Supplied text
Phytophthora (pronounced fy-TOFF-thora) is a silent killer in our midst with the potential to have devastating impacts on ecosystems. It is a water mould that survives in water, soil and plant roots and kills plants by attacking and rotting their roots. This killer can also impact on native animals, including marsupials, birds, reptiles and insects, by reducing or eliminating vegetation they rely on for survival.
This disease kills plants and infection is permanent. We can help by:
- Keeping it out
- Limiting the spread and
- Reducing the impact, using
- Quarantine and
- Treatment of infected plants.
Phytophthora is spread naturally in water and via infected roots, and faster and further by humans moving contaminated soil or plant material. It can remain dormant for long periods during dry weather and is virtually impossible to remove from infected areas. So we can only limit its spread by managing water and soil movement.

Required work
[1] Decide whether each statement agrees with the Phytophthora text: (a) Phytophthora can survive in soil; (b) plants infected with Phytophthora can recover once the infection clears; (c) Phytophthora can lie dormant through long dry spells. Give yes or no for each, with the deciding words of the text quoted exactly.
[2] Extend the Phytophthora text past its final sentence.

Saved entries
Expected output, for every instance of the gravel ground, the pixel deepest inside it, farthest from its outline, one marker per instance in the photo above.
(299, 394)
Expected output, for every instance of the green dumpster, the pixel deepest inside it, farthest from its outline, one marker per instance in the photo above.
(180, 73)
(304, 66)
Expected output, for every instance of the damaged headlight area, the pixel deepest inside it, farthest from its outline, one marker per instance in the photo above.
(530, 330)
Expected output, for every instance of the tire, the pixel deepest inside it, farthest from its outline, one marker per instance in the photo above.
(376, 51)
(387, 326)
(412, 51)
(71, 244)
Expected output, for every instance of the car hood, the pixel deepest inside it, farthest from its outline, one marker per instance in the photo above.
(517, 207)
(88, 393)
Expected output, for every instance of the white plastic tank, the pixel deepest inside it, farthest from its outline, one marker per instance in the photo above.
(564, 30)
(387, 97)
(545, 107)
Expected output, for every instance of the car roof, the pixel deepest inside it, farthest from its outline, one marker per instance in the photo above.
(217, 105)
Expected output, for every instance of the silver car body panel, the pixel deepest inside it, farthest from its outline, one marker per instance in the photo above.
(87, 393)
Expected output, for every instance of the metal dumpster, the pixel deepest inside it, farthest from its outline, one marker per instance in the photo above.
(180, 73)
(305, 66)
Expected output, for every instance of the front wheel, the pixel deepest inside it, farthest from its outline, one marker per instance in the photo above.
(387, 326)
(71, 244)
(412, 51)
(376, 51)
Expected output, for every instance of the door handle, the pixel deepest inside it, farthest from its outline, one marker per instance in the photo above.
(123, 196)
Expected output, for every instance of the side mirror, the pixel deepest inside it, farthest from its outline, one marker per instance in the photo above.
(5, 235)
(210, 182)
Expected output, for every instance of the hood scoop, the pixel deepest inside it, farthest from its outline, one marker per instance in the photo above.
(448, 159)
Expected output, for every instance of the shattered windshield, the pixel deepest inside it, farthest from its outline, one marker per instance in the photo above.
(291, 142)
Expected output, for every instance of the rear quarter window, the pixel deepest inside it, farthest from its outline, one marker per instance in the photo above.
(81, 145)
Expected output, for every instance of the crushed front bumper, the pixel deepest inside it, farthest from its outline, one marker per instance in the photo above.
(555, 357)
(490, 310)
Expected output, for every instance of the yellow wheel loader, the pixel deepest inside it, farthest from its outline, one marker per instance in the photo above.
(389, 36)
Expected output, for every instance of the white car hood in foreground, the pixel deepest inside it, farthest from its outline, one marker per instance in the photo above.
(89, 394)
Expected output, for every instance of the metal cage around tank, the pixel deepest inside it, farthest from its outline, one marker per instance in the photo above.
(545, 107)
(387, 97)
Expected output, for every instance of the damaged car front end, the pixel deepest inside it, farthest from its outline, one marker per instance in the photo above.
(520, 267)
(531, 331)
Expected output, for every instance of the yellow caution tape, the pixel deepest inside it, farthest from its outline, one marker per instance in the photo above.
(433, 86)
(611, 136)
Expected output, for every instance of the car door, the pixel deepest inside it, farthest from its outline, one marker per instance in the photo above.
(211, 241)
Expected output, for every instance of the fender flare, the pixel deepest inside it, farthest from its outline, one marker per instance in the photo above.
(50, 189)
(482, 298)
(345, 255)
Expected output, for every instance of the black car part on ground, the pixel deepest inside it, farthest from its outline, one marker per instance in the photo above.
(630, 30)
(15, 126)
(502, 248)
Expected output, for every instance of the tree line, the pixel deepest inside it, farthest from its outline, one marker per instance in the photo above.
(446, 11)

Responses to the tasks
[1]
(a) Yes: "It is a water mould that survives in water, soil and plant roots"
(b) No: "This disease kills plants and infection is permanent."
(c) Yes: "It can remain dormant for long periods during dry weather"

[2]
The five strategies approach below has been developed to manage Phytophthora Dieback in natural areas and is explained in our brochure, which is available to download. Use this strategy to understand the steps required to manage Phytophthora Dieback and the reference section for more details.
The five strategies are:
- Understand Phytophthora Dieback
- Assess for risk of disease
- Adjust work practices to reflect risk
- Inform all staff, contractors and visitors and
- Treat infections.
Further details are available in Management of Phytophthora cinnamomi for Biodiversity Conservation in Australia, a document prepared for the Department of Environment and Heritage in 2006.